## To do
Rewrite the puppy-coat thread from the words "I've seen people" through the words "(Aug 23, 2011)", using "sire and dam" in place of "parents".

[Selected passage Boundary: Start]

# Does fluffy puppy mean long fur?



## Phoebe's mom (Jan 17, 2012)

I have seen fluffy puppies and some not so fluffy puppies and I was just wondering if the fluffy puppies get longer adult fur?


----------



## Megora (Jun 7, 2010)

Phoebe's mom said:


> I have seen fluffy puppies and some not so fluffy puppies and I was just wondering if the fluffy puppies get longer adult fur?


I've seen people say so, but I'm not sure if I believe it? 

I think you can usually tell how fluffy or full coated your pup will be by checking out the parents. 

All our boys were slow to get their full coats.


----------



## Deber (Aug 23, 2011)

Agree, honestly mine have stayed more true to the parents no matter how fluffy or not the pup was. Looking at pictures posted here there is a big difference in puppy fuzzie coats though and does make you wonder.

What to me is cute is when puppy fuzz leaves and first coat is growing in. Pups look all legs and have the toupee of harder fur growing down their backs. Now That is funny! Miss those times


----------



## coffenut (Jan 3, 2012)

Deber said:


> What to me is cute is when puppy fuzz leaves and first coat is growing in. Pups look all legs and have the toupee of harder fur growing down their backs. Now That is funny! Miss those times


I remember when Mazlon was going through her various growth spurts ... I was deathly afraid that she would stay in those awkward stages and look weird for the rest of her life. Luckily that didn't happen.

[Selected passage Boundary: End]
[Supplied information Boundary: Start]

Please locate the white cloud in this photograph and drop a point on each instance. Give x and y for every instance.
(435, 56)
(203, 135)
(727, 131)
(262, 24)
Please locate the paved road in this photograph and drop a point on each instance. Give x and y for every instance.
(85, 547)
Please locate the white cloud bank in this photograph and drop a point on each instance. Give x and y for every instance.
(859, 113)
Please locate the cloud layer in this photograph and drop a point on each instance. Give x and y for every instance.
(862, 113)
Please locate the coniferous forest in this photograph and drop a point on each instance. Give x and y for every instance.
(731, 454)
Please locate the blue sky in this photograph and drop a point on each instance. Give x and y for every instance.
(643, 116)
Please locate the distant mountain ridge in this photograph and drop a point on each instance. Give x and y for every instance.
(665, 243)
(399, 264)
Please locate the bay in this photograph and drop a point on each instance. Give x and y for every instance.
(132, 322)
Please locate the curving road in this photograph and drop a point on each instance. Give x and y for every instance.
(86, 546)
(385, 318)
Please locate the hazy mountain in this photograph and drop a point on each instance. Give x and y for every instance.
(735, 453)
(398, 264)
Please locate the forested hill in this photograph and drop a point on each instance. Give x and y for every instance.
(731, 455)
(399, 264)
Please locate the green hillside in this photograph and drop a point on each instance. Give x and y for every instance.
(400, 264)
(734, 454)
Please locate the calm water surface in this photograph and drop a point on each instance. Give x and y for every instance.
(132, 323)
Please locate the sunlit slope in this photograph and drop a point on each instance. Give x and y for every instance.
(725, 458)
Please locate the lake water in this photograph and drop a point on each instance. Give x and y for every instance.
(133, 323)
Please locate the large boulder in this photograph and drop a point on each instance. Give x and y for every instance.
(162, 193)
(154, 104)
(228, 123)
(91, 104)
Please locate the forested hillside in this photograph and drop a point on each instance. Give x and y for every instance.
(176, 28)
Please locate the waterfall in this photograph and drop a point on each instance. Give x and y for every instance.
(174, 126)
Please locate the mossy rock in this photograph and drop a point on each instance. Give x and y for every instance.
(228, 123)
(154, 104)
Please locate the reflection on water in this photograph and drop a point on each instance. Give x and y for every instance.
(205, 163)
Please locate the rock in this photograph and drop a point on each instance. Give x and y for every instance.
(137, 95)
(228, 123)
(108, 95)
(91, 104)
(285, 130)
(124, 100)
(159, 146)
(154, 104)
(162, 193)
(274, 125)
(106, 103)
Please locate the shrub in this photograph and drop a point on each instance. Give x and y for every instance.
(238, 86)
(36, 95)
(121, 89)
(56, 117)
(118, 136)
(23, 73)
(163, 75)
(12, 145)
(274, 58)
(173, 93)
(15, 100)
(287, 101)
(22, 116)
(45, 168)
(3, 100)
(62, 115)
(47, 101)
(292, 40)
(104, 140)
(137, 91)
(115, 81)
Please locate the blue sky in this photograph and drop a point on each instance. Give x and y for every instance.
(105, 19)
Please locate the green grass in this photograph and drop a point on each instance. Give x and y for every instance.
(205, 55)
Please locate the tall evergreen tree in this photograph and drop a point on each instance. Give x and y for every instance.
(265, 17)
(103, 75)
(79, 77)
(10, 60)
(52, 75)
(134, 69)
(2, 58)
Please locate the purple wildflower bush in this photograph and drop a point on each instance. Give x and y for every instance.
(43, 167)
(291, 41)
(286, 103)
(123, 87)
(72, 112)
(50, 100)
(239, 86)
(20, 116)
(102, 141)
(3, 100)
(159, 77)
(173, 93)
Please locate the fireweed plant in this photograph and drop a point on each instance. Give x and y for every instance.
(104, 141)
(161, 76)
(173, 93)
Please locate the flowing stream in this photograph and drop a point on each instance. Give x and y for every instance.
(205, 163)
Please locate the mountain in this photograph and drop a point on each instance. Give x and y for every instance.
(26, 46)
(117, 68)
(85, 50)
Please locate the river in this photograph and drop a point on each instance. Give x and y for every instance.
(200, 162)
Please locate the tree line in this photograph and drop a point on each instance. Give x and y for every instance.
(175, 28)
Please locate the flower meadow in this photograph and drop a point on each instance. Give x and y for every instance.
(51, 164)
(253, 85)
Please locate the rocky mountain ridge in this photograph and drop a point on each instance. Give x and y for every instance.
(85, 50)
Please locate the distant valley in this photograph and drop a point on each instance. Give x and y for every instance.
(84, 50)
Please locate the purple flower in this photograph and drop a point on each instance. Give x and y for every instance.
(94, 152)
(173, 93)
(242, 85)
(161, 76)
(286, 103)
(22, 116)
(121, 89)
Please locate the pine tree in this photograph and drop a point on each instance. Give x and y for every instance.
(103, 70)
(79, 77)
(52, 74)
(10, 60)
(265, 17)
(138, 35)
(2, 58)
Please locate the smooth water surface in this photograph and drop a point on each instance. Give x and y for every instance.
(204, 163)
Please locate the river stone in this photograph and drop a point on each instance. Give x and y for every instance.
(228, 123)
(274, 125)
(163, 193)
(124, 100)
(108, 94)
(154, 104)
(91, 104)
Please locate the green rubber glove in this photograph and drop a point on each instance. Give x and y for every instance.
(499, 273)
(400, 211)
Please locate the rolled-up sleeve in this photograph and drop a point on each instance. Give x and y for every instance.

[Supplied information Boundary: End]

## Result of the exercise
I've seen people say so, but I'm not sure if I believe it? 

I think you can usually tell how fluffy or full coated your pup will be by checking out the sire and dam. 

All our boys were slow to get their full coats.


----------



## Deber (Aug 23, 2011)